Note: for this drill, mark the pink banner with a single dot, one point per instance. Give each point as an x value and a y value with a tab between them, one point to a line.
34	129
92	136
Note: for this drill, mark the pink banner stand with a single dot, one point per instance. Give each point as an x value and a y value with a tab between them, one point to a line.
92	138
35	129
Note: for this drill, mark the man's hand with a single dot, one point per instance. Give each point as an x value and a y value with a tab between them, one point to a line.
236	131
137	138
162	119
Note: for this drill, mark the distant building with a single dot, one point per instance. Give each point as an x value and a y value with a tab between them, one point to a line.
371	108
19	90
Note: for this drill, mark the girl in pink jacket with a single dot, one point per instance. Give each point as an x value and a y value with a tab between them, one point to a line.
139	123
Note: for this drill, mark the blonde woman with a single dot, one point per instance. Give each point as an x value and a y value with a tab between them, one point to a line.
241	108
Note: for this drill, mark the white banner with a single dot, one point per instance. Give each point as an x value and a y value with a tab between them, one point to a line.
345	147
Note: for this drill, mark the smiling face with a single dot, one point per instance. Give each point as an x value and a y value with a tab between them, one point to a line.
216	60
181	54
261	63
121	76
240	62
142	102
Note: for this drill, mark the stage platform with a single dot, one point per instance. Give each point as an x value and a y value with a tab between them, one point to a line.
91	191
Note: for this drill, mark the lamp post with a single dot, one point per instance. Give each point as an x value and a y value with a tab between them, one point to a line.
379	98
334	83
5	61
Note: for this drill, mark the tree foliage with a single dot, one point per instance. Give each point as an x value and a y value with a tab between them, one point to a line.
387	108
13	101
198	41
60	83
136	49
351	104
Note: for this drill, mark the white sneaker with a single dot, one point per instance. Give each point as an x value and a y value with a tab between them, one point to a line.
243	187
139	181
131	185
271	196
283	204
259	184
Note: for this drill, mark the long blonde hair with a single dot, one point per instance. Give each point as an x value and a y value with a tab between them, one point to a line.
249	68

- Your goal:
Each record must be output exactly, with none omitted.

- Result of the task:
Note: for this drill, mark the pink banner with a single dot, one point per instance. Give each point as an x value and a y value with a tab between them, one point to a line.
34	129
92	136
Note: for this drill, mark the pink banner stand with a single dot, one point per instance. Give each point as an x value and a y value with a tab between them, one point to a line.
92	138
35	129
Note: for this drill, mark the man's hand with a single dot, one point per instance. Give each point as an x value and a y value with a tab between them, one point to a line.
236	131
137	138
162	119
Note: for this drill, mark the distant building with a single dot, one point per instance. Give each point as an x value and a y value with a tab between them, one point to a line.
371	108
19	90
Note: for this drill, mark the girl in pink jacket with a single dot, one point per instance. Give each point as an x value and a y value with a tab between them, one point to a line.
139	123
Note: for this drill, mark the blonde woman with a single dot, one point per instance. Give each point as an x value and a y value with a tab between them, one point to a line.
241	108
Note: for this drill, mark the white banner with a single dot, one point per instance. Give each point as an x value and a y value with a tab between them, one point to a line.
345	147
Note: for this drill, mark the smiling face with a single dot, one point per instance. Give each point as an x value and a y value with a tab between them, one point to a line.
216	60
181	54
261	63
121	76
240	62
142	102
Note: for this drill, mark the stage platform with a single dot, one point per instance. Give each point as an x value and a y value with a tab between them, one point to a line.
91	191
Note: for this drill, mark the lamp post with a single dot, one point per instance. Give each point as an x value and a y value with a tab between them, one point to a line.
379	98
334	83
5	61
Note: for this drill, mark the tree foliage with a single dot, one point per instance. Give each point as an x value and a y value with a tab between them, one point to a line.
387	108
13	101
198	41
60	83
136	49
351	104
Note: for this drill, mark the white sneaker with a single dot, one point per instance. Give each point as an x value and a y value with a tab between them, one point to a line.
243	187
139	181
131	185
271	196
283	204
259	184
Note: for this drill, mark the long blonde hair with a single dot, one point per instance. Give each point as an x value and a y value with a tab between them, one point to a line.
249	68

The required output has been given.